> Exercise instructions
Please show every line in the data below that contains the word "traffic".

> Coordinate annotation records
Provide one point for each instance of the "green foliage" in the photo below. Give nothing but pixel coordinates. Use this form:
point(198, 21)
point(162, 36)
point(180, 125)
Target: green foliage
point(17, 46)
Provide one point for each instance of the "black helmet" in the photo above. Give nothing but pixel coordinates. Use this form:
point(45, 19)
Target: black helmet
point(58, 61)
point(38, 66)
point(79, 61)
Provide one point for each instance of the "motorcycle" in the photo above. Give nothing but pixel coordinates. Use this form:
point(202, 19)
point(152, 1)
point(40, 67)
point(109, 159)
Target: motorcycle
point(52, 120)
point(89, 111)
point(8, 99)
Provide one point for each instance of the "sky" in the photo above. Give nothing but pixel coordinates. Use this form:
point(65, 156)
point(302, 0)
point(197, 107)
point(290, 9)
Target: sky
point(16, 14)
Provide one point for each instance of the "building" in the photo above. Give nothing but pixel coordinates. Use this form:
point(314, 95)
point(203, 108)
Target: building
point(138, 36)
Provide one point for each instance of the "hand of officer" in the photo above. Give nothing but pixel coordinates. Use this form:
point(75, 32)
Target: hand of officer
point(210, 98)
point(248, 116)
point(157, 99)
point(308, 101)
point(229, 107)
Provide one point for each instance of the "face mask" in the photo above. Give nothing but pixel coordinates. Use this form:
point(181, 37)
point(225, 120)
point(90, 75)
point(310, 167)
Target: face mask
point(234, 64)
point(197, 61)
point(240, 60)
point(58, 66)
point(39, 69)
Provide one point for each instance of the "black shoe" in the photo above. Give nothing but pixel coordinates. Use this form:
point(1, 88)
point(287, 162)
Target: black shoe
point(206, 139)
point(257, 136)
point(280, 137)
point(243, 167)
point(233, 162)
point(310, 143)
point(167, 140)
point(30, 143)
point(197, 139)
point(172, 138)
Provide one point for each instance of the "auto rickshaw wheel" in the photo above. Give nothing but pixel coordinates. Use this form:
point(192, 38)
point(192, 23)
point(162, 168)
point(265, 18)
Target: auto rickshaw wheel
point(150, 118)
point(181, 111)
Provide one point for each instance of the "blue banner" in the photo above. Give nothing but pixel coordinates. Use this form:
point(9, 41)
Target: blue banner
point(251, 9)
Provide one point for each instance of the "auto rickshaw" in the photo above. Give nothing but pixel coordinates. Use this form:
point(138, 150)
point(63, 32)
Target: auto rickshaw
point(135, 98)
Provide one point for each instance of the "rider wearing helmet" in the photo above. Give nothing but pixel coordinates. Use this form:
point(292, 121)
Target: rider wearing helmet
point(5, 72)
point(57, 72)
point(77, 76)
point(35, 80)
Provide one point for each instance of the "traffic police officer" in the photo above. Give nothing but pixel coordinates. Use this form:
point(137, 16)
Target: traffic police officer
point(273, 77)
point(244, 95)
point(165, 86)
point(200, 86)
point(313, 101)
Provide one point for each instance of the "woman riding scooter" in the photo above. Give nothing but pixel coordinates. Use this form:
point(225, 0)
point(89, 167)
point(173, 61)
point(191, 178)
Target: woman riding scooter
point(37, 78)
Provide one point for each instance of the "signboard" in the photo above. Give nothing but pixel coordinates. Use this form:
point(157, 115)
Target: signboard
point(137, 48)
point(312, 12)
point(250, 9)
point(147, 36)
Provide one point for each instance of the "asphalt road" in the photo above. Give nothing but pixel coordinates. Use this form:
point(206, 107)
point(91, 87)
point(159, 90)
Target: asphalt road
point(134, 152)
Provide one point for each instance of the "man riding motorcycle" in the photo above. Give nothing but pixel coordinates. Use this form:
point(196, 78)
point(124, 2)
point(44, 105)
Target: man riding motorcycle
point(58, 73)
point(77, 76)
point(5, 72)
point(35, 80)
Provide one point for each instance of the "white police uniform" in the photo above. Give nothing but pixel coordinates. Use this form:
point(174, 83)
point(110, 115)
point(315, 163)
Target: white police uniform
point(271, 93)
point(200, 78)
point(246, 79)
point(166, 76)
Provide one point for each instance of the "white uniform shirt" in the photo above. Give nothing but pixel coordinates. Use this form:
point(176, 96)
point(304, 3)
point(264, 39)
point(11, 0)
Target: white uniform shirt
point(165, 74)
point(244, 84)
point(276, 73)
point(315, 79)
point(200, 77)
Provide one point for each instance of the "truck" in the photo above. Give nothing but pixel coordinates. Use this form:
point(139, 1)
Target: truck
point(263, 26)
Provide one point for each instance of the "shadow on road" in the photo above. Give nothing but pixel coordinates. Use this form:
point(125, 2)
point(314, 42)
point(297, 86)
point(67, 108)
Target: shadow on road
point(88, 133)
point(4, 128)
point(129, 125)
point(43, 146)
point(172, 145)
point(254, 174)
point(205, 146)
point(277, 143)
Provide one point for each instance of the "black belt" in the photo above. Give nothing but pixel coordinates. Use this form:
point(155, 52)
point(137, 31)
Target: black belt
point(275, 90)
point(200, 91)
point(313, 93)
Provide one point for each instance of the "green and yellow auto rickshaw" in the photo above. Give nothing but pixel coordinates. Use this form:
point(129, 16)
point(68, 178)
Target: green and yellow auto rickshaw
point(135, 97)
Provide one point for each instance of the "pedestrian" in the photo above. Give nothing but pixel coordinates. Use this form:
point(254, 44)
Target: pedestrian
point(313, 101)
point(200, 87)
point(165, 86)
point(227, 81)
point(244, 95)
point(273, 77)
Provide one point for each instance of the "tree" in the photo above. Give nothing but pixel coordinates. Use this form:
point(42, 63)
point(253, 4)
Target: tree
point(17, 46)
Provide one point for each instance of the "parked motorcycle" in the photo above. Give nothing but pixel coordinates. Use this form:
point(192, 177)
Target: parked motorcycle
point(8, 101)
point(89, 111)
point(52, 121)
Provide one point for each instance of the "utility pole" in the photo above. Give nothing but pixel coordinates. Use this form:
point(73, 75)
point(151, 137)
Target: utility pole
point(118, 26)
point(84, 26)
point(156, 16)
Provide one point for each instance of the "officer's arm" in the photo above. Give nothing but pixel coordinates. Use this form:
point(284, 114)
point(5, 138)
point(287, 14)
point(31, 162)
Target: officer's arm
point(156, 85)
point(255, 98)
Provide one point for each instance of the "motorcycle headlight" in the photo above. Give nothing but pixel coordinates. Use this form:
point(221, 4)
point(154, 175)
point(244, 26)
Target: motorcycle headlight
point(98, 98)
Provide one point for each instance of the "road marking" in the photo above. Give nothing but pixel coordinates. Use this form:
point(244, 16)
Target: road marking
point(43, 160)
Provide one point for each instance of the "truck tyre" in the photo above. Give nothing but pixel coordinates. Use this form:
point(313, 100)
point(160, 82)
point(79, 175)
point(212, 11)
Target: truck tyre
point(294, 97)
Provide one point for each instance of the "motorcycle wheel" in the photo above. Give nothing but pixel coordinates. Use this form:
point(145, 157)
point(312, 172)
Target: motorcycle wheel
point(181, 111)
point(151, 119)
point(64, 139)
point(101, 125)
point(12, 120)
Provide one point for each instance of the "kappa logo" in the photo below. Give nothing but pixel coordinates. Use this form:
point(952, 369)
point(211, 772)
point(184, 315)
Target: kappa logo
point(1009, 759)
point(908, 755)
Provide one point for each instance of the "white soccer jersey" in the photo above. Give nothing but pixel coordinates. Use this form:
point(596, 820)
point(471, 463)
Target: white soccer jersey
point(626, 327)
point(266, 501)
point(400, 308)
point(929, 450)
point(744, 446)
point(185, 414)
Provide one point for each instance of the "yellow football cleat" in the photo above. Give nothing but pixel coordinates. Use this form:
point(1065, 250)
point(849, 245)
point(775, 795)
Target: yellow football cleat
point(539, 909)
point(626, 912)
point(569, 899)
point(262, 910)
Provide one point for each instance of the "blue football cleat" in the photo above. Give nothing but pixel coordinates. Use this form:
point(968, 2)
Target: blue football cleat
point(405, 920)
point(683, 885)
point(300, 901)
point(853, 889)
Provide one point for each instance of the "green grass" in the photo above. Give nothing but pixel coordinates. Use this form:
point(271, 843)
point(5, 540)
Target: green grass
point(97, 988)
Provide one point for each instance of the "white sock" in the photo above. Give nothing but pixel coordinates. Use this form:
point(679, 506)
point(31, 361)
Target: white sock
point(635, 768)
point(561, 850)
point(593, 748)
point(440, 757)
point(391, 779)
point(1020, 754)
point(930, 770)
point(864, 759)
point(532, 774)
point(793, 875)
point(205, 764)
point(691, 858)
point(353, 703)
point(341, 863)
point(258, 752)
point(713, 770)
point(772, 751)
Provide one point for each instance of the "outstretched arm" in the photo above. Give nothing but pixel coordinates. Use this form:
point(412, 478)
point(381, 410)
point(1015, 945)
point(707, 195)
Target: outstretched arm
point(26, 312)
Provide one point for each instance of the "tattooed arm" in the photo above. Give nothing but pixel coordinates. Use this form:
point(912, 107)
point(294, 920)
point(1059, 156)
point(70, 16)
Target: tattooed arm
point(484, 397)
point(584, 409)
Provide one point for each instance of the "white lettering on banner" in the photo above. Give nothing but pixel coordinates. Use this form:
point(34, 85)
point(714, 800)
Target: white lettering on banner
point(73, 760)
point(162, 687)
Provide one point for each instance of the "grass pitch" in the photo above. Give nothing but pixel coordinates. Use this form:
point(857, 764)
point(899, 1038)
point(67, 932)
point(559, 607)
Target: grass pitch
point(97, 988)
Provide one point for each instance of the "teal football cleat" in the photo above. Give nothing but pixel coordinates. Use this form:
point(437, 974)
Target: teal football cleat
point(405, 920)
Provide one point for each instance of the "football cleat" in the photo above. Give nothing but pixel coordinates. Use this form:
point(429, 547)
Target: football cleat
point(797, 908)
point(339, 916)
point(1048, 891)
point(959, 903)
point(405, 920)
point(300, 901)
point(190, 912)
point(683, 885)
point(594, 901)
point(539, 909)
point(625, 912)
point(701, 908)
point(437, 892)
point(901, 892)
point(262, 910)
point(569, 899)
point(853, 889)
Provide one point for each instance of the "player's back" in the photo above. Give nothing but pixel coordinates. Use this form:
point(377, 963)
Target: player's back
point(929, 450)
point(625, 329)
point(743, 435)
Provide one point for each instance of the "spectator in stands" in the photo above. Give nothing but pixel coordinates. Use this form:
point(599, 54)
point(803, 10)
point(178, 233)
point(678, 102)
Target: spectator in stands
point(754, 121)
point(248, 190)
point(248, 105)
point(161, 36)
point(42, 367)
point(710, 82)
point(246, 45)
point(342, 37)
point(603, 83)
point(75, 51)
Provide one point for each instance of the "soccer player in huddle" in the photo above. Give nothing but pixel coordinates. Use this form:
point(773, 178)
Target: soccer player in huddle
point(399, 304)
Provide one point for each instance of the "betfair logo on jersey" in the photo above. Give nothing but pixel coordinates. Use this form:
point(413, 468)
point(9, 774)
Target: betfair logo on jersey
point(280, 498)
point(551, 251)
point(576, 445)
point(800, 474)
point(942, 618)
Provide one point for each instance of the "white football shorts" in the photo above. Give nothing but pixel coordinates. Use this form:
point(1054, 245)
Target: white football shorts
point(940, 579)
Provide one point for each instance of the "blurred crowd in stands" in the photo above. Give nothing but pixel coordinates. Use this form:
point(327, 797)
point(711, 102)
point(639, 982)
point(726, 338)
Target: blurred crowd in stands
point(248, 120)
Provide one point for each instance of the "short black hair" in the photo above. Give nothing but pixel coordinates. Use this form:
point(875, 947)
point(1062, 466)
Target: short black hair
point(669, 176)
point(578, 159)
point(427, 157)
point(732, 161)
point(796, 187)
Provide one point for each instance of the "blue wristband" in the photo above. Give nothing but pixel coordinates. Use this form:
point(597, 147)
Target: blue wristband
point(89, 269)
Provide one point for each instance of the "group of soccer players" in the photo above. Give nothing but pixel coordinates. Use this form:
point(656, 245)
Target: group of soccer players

> Reply to the exercise
Provide one point for each instance of the "traffic police officer" in the photo above. Give nothing but pixel coordinates. Use this form:
Target: traffic police officer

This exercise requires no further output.